Well she is not wet or cold (we live in S. Florida) and I'm in the process of shaving her. I don't have the budget to take her to a groomer right now so I'm doing it all myself. She mostly has mats on her neck and legs now. 

I have gotten rid of a lot of them and at the skin...aside from being dirty, it seems to be okay. I have not found a sores or anything and she doesn't flinch or complain when I brush them out not even if I pull a little hard.

I suppose I will just keep shaving then. Once all the mats are gone I will do a thorough shampooing to clean her skin and whatever fur doesn't get shaved off.

I don't think calling AC will be necessary. My parents love the dog. They are just old and don't know much about doggie care, and they don't realize how bad matted fur can be. That's why I decided to take care of the dog.


----------



## scropper (May 26, 2009)

sounds like you're doing a great thing by taking over here for this dog in need. i know some places in some states have vets that are free of charge or very little for a check up or shots for those that can't afford it. you might look into that. good luck!


----------



## luvntzus (Mar 16, 2007)

You're in the process of shaving her? She needs to be shaved down completely, not just shave the mats out and then try to brush the rest of the hair. That will be a huge mess and result in a very strange looking dog. It's best to shave off all the fur and start over with brushing as it grows out. I'm sure there are lots of videos online if you need help with how to do it.


----------

- _Task details_
Update the dog-grooming thread from the words "I have gotten" through "get shaved off.", replacing "mats" with "tangles" wherever it occurs.

- _Provided information_
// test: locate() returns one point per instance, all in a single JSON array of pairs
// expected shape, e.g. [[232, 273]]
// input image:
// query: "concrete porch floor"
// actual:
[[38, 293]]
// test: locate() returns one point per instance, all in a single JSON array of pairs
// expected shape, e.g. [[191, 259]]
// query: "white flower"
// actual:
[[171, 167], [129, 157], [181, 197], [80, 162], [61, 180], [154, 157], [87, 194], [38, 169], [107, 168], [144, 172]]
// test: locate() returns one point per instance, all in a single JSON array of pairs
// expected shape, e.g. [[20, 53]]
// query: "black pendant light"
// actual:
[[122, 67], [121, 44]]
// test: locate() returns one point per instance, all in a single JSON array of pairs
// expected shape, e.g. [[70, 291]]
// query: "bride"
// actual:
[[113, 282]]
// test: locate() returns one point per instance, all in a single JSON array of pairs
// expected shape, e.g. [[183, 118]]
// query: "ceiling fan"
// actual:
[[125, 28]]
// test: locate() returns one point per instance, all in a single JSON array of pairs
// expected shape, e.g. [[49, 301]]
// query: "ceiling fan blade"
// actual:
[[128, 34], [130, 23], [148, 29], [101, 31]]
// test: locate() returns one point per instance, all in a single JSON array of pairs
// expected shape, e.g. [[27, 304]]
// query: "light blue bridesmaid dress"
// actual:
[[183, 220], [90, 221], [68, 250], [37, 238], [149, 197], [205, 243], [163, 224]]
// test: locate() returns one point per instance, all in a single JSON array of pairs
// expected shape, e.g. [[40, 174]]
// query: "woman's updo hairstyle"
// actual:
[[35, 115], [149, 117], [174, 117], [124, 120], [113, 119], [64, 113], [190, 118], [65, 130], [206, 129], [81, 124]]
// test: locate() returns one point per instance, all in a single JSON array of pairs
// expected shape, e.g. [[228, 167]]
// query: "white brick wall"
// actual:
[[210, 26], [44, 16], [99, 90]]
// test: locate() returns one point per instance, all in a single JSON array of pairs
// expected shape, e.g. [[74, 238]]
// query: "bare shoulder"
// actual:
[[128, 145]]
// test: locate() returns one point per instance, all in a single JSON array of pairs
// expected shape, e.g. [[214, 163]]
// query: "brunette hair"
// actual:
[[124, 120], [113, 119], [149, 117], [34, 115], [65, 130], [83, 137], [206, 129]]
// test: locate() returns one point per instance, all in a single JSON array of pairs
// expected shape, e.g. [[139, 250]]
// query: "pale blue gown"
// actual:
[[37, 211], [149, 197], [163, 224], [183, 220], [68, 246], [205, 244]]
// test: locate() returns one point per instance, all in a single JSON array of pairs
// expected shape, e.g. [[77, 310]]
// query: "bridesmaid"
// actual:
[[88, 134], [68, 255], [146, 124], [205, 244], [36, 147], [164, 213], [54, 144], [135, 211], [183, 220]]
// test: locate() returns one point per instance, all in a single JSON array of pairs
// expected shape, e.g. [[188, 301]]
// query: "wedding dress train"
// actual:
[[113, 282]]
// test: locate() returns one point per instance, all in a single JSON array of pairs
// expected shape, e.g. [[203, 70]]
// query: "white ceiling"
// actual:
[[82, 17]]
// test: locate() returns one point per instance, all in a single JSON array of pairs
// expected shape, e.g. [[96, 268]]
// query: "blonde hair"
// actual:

- _Result of the exercise_
I have gotten rid of a lot of them and at the skin...aside from being dirty, it seems to be okay. I have not found a sores or anything and she doesn't flinch or complain when I brush them out not even if I pull a little hard.

I suppose I will just keep shaving then. Once all the tangles are gone I will do a thorough shampooing to clean her skin and whatever fur doesn't get shaved off.